**TASK REQUIREMENTS:** Could you restate the data below word for word, without its pictures?

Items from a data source

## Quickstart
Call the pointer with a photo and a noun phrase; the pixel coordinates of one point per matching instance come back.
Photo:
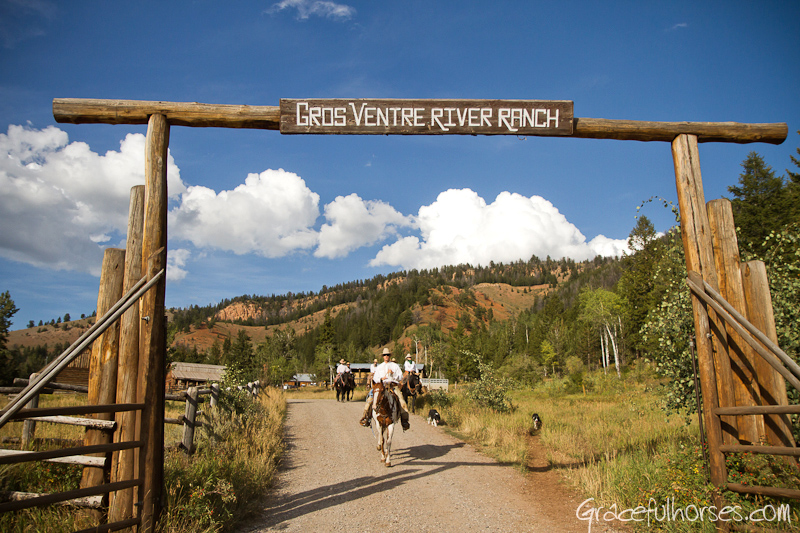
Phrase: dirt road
(332, 480)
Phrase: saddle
(388, 407)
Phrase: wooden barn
(181, 376)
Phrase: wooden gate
(744, 392)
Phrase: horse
(411, 387)
(384, 417)
(345, 387)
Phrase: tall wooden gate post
(778, 428)
(105, 351)
(121, 505)
(153, 328)
(741, 356)
(696, 237)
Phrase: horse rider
(409, 367)
(341, 369)
(389, 373)
(372, 368)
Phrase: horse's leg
(387, 445)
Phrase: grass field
(613, 443)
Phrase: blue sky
(257, 212)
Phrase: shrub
(489, 391)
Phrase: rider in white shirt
(389, 373)
(341, 369)
(409, 366)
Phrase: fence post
(152, 331)
(696, 237)
(214, 394)
(103, 364)
(726, 260)
(773, 387)
(123, 467)
(189, 420)
(29, 426)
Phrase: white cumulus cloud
(460, 227)
(354, 223)
(318, 8)
(271, 214)
(176, 261)
(60, 201)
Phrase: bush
(489, 391)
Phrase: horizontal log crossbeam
(75, 410)
(193, 114)
(50, 499)
(770, 354)
(767, 450)
(25, 456)
(99, 462)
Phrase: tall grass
(615, 444)
(235, 462)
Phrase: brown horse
(411, 387)
(345, 385)
(384, 417)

**RESPONSE AREA:**
## Quickstart
Call the pointer with a photo and a noun phrase; the pixel coordinates of one point per matching instance come back.
Photo:
Phrase: dirt road
(332, 480)
Phrase: saddle
(388, 407)
Phrase: wooden barn
(181, 376)
Phrase: wooden gate
(744, 392)
Phrase: horse
(411, 387)
(384, 417)
(345, 387)
Phrase: tall wooden gate post
(778, 428)
(105, 351)
(121, 505)
(153, 328)
(741, 356)
(696, 237)
Phrase: horse rider
(409, 367)
(341, 369)
(389, 373)
(372, 368)
Phrase: horse's leg
(387, 445)
Phrase: grass field
(613, 443)
Phrase: blue sky
(257, 212)
Phrase: shrub
(489, 391)
Phrase: rider in white shirt
(389, 373)
(341, 369)
(409, 366)
Phrase: fence post
(152, 331)
(696, 237)
(214, 394)
(103, 364)
(726, 260)
(773, 387)
(123, 467)
(189, 420)
(29, 426)
Phrase: white cumulus cloud
(460, 227)
(354, 223)
(318, 8)
(271, 214)
(176, 261)
(60, 201)
Phrase: bush
(489, 391)
Phrase: horizontal log crossbeam
(75, 410)
(193, 114)
(50, 499)
(770, 354)
(767, 450)
(25, 456)
(99, 462)
Phrase: tall grass
(615, 444)
(235, 462)
Phrase: brown horse
(411, 387)
(345, 385)
(384, 417)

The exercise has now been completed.